» What is expected: Among the entries that follow, the required portion opens with the line containing "Each instance of the green painted" and closes with the line containing "Each instance of the patterned". Give that portion again exactly, and nothing else.

» Material supplied:
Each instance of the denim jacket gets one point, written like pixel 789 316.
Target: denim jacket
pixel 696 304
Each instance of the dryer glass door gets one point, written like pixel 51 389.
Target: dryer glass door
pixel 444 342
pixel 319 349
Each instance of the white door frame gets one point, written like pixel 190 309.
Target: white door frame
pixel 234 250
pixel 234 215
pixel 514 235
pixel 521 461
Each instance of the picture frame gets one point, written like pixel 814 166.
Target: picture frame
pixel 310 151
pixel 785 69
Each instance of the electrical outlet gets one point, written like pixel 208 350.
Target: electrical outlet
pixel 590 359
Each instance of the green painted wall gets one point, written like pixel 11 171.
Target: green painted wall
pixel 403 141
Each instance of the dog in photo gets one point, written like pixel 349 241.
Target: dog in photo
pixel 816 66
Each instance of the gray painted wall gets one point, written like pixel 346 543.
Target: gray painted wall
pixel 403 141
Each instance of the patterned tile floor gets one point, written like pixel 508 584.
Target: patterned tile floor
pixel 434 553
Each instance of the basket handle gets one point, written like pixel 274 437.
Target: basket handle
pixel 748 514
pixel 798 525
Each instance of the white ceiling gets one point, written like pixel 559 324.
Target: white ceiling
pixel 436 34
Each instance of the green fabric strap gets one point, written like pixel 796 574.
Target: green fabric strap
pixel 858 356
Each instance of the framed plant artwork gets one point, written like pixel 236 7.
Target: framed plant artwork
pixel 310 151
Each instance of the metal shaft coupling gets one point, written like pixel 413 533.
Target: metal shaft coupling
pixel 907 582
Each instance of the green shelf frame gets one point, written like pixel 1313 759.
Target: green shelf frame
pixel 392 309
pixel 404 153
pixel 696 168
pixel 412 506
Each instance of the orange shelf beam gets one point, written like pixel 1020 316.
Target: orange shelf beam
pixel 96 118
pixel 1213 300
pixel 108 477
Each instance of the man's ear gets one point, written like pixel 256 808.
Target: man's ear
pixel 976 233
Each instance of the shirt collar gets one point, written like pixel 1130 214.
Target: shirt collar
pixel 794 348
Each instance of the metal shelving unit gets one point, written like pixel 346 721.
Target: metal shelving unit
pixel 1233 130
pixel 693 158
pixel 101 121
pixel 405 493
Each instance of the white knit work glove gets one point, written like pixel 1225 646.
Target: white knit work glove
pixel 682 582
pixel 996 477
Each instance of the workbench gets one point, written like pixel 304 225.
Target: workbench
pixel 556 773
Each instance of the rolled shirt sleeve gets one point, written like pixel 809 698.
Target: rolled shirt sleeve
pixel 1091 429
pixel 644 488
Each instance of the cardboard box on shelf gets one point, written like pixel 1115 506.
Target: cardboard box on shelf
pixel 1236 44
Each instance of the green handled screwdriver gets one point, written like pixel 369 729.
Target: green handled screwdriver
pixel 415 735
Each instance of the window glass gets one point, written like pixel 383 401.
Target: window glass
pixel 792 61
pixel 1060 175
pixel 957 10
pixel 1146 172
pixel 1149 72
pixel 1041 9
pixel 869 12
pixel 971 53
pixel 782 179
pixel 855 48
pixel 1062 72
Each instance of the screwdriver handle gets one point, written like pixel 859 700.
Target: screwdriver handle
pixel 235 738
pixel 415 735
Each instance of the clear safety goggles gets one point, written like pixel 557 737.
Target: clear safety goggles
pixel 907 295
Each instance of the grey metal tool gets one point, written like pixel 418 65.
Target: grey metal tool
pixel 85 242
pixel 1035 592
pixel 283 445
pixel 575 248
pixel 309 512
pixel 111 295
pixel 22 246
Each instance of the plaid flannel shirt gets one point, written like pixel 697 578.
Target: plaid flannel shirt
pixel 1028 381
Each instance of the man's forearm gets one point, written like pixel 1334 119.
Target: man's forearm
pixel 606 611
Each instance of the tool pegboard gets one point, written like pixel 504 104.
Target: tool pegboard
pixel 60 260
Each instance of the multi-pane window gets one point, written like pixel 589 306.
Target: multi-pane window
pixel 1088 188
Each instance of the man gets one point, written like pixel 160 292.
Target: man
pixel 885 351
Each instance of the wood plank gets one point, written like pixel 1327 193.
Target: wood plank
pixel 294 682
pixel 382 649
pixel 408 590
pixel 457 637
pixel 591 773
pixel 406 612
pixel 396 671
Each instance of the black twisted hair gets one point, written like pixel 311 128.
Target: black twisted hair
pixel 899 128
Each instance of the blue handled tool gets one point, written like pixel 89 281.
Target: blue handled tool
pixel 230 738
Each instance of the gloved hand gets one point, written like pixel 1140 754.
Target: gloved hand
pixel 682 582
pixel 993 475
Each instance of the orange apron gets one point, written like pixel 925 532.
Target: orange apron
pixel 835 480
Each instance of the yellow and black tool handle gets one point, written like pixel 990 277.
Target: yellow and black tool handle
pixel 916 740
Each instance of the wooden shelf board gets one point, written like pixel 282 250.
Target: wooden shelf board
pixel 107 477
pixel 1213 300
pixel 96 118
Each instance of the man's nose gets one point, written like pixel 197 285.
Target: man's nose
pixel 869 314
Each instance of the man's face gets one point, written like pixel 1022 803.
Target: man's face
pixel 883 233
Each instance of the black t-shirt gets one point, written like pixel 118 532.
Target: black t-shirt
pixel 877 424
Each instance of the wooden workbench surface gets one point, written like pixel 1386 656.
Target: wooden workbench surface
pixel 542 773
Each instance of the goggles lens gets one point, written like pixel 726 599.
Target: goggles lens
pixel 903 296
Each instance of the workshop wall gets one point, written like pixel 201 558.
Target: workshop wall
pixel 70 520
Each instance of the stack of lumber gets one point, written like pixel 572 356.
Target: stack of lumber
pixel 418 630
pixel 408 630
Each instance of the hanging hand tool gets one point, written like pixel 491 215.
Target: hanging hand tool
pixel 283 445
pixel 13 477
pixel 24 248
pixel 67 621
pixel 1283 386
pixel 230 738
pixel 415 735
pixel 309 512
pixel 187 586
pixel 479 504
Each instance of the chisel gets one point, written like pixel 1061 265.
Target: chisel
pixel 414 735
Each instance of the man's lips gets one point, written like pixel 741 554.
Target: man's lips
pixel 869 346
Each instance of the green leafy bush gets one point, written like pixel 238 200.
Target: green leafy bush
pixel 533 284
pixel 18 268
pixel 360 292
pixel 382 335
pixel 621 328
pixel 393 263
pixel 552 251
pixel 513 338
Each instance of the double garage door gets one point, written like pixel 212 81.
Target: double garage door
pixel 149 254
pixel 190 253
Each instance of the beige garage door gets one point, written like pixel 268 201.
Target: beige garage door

» Answer to the problem:
Each instance of the green painted wall gets one point, written like pixel 11 171.
Target: green painted wall
pixel 403 141
Each instance of the dog in photo gets one point, written like pixel 349 241.
Target: dog in photo
pixel 816 66
Each instance of the gray painted wall gets one point, written like pixel 346 543.
Target: gray painted wall
pixel 403 141
Each instance of the patterned tile floor gets one point, written like pixel 508 584.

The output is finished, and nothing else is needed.